Please reproduce the lines of the listing starting at the one containing "the green leafy" and ending at the one containing "[1036,164,1062,182]", swapping "labeling task" for "annotation task" and keeping everything else the same.
··· DATASET ···
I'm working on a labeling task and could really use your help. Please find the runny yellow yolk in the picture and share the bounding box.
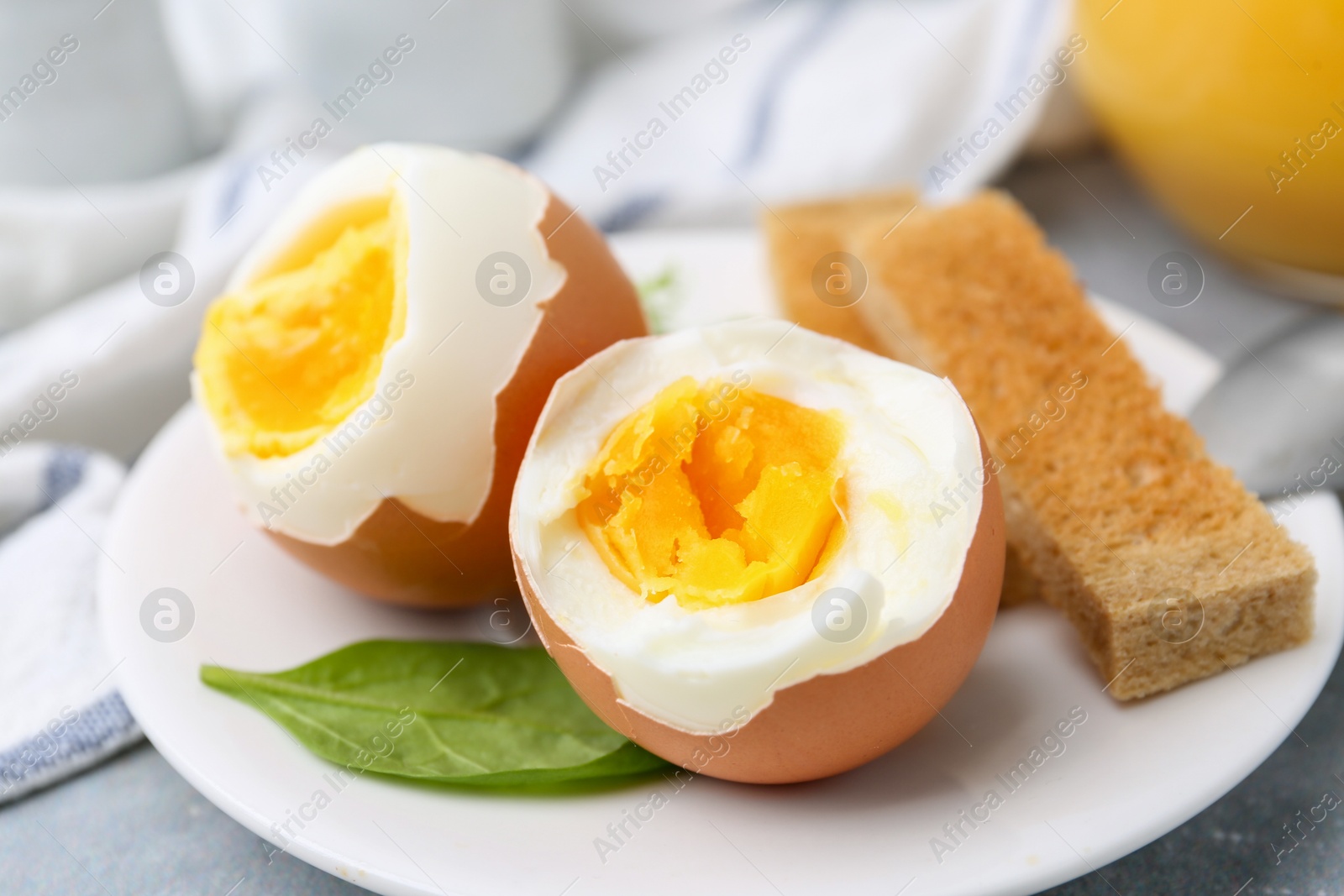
[576,378,844,609]
[195,202,406,458]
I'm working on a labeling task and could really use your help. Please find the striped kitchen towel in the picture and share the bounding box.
[0,446,141,804]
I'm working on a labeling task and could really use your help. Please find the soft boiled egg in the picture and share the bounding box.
[192,144,647,605]
[509,320,1004,783]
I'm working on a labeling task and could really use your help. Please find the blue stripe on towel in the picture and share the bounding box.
[42,448,89,504]
[0,693,141,804]
[738,2,848,168]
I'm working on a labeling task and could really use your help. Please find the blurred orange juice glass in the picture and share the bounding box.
[1077,0,1344,291]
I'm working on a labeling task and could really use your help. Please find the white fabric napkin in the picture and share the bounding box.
[0,97,332,804]
[527,0,1073,230]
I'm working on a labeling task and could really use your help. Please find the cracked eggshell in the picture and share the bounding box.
[195,144,647,607]
[511,323,1004,783]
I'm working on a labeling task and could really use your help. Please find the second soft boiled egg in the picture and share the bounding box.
[192,144,647,607]
[509,320,1004,783]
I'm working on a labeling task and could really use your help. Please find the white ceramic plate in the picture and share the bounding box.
[99,231,1344,896]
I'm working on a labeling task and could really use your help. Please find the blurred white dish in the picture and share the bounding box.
[98,231,1344,896]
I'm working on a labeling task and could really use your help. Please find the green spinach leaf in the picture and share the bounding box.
[200,641,668,787]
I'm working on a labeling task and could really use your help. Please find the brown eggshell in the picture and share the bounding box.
[267,196,648,607]
[513,429,1004,784]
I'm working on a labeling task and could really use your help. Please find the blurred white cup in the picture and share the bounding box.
[277,0,574,152]
[0,0,195,186]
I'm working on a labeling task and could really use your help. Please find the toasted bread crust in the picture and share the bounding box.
[769,193,1315,699]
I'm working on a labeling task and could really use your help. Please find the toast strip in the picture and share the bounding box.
[771,193,1315,700]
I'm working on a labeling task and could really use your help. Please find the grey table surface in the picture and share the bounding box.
[0,155,1344,896]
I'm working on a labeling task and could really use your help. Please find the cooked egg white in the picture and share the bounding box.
[511,320,984,733]
[192,144,566,544]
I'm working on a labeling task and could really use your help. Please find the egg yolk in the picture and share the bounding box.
[195,200,406,458]
[576,378,844,609]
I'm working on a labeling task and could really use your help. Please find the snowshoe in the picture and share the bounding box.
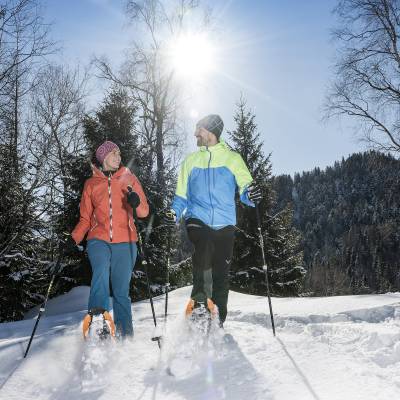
[82,308,115,339]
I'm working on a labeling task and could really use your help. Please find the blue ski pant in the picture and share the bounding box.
[86,239,137,336]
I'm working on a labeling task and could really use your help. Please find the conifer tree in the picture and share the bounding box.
[229,98,305,295]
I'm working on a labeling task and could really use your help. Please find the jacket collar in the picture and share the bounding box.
[200,139,228,153]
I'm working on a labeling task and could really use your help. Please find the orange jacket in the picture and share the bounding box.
[71,166,149,244]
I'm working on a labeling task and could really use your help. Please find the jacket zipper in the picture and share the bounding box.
[207,147,214,226]
[90,213,98,232]
[108,172,112,242]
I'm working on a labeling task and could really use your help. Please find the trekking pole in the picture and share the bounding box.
[256,204,275,336]
[24,248,62,358]
[128,186,161,349]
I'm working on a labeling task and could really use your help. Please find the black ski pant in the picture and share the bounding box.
[186,218,235,322]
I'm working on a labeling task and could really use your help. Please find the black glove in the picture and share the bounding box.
[126,186,140,210]
[247,181,262,204]
[162,209,176,226]
[61,234,83,254]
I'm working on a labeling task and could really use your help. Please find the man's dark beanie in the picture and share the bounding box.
[196,114,224,139]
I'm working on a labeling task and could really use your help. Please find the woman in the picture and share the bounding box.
[71,141,149,337]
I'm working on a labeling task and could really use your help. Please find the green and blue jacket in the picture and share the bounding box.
[172,141,254,229]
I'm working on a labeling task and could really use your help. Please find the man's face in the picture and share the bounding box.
[194,127,212,147]
[103,149,121,171]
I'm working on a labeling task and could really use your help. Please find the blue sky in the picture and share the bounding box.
[45,0,364,174]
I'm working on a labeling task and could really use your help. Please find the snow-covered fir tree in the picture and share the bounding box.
[229,98,305,295]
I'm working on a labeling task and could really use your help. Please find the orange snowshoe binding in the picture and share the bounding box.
[82,308,115,339]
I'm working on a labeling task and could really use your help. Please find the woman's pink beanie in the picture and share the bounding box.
[96,140,119,164]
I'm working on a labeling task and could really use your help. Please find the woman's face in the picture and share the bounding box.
[103,149,121,171]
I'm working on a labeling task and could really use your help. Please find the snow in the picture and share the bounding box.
[0,287,400,400]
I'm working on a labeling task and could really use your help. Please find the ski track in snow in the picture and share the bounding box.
[0,288,400,400]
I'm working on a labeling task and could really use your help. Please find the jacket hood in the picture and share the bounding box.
[200,139,229,152]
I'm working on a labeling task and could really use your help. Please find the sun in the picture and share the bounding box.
[167,33,215,81]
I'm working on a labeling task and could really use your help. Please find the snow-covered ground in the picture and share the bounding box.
[0,287,400,400]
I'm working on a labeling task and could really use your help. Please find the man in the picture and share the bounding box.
[71,141,149,337]
[166,115,261,326]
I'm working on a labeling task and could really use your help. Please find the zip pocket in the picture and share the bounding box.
[90,213,98,232]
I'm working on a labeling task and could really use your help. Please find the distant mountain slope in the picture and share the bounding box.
[274,151,400,295]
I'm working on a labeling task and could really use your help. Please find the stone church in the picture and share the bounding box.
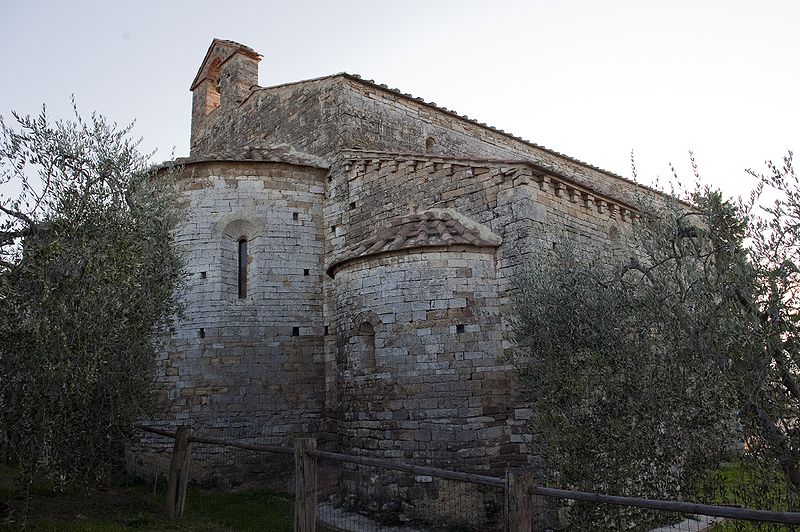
[131,39,637,486]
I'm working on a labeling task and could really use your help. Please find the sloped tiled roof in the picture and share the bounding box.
[328,209,502,275]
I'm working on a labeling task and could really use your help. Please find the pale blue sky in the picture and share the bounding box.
[0,0,800,197]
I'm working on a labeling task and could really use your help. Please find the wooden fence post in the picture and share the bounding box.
[506,470,533,532]
[294,438,317,532]
[165,425,192,519]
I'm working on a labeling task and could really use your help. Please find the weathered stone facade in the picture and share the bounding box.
[131,40,636,496]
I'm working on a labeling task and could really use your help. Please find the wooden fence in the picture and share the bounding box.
[139,426,800,532]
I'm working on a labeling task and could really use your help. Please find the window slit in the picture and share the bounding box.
[239,238,247,299]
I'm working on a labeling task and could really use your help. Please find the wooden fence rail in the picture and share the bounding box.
[138,426,800,532]
[530,486,800,525]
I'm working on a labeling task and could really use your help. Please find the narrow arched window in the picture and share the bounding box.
[239,238,247,299]
[358,321,375,368]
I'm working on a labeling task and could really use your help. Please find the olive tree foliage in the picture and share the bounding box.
[516,154,800,529]
[0,104,183,487]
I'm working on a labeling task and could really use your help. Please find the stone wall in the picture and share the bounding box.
[131,159,325,486]
[318,152,632,474]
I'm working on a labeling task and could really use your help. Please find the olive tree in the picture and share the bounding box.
[0,104,183,494]
[516,154,800,529]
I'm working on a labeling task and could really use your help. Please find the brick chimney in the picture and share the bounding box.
[189,39,261,155]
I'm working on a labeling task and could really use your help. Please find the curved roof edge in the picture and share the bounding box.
[326,209,503,277]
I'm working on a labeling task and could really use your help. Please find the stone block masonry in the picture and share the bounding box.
[129,40,664,492]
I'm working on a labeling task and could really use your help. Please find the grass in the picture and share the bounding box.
[0,466,293,532]
[696,459,798,532]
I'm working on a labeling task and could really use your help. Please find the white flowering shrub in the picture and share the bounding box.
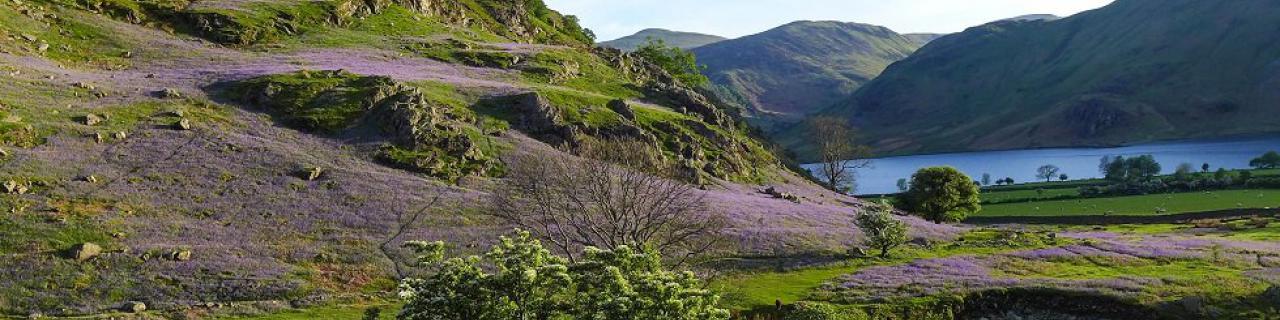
[398,232,730,320]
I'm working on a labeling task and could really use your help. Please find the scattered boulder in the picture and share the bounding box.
[608,99,636,120]
[1178,296,1204,315]
[302,166,324,180]
[4,180,31,195]
[120,301,147,314]
[165,250,191,261]
[1262,285,1280,306]
[81,114,102,125]
[760,187,800,204]
[845,247,867,257]
[156,88,182,99]
[67,242,102,262]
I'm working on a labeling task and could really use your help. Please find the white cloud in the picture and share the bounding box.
[545,0,1111,40]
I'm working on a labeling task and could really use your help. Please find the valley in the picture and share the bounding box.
[0,0,1280,320]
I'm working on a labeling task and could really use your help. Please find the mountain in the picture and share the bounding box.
[0,0,875,314]
[808,0,1280,154]
[1004,14,1062,22]
[902,33,946,46]
[599,28,726,51]
[694,20,920,126]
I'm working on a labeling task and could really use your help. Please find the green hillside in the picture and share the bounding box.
[694,22,919,128]
[790,0,1280,154]
[599,28,726,51]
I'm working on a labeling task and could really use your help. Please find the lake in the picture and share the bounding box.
[804,137,1280,195]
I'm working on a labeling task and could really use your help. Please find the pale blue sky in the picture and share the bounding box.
[545,0,1111,41]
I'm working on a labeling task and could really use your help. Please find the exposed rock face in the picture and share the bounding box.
[493,92,759,183]
[234,70,498,179]
[120,301,147,314]
[506,92,579,145]
[172,0,586,45]
[608,99,636,122]
[68,242,102,261]
[593,47,735,125]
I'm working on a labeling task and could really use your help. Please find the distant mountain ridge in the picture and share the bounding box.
[599,28,727,51]
[790,0,1280,154]
[1004,14,1062,22]
[694,20,923,128]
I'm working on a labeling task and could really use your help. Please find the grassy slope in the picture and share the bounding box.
[712,230,1044,310]
[713,225,1280,316]
[0,0,799,319]
[977,189,1280,216]
[694,22,919,126]
[599,29,727,51]
[808,0,1280,154]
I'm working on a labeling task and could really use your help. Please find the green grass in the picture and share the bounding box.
[710,230,1047,310]
[224,305,398,320]
[975,189,1280,216]
[980,188,1080,205]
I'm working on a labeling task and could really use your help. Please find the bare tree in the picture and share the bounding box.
[808,116,870,192]
[490,141,724,264]
[378,195,440,279]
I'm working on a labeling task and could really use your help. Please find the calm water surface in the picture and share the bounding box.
[805,137,1280,195]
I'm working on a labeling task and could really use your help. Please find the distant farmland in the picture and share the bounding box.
[975,189,1280,216]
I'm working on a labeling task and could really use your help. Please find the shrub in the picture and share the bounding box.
[785,302,869,320]
[902,166,982,223]
[398,230,730,320]
[855,201,906,257]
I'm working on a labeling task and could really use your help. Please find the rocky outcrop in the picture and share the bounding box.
[490,92,762,183]
[230,70,498,180]
[593,47,736,125]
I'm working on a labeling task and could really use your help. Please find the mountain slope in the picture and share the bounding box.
[814,0,1280,154]
[902,33,946,46]
[694,22,919,125]
[599,28,726,51]
[0,0,921,314]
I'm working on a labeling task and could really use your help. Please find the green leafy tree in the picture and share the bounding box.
[1125,155,1161,180]
[1174,163,1196,180]
[902,166,977,223]
[571,246,730,320]
[1249,151,1280,169]
[635,38,710,87]
[399,232,572,320]
[854,201,906,257]
[398,230,730,320]
[1036,164,1062,182]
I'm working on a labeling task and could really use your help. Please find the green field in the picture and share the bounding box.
[974,189,1280,216]
[224,305,399,320]
[982,188,1080,204]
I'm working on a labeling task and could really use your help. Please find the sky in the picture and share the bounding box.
[544,0,1111,41]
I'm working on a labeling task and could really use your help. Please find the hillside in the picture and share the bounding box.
[0,0,911,319]
[599,28,726,51]
[694,22,919,128]
[808,0,1280,154]
[902,33,946,46]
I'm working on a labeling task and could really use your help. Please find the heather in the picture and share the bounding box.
[0,1,885,317]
···
▶ _FINISHED EXERCISE_
I'm working on a annotation task and could really use your help. Please find the green leafy tree in the picture and share the bounding box.
[1125,155,1161,180]
[1174,163,1196,180]
[902,166,977,223]
[571,246,730,320]
[1249,151,1280,169]
[635,38,710,87]
[399,232,572,320]
[854,201,906,257]
[398,230,730,320]
[1036,164,1062,182]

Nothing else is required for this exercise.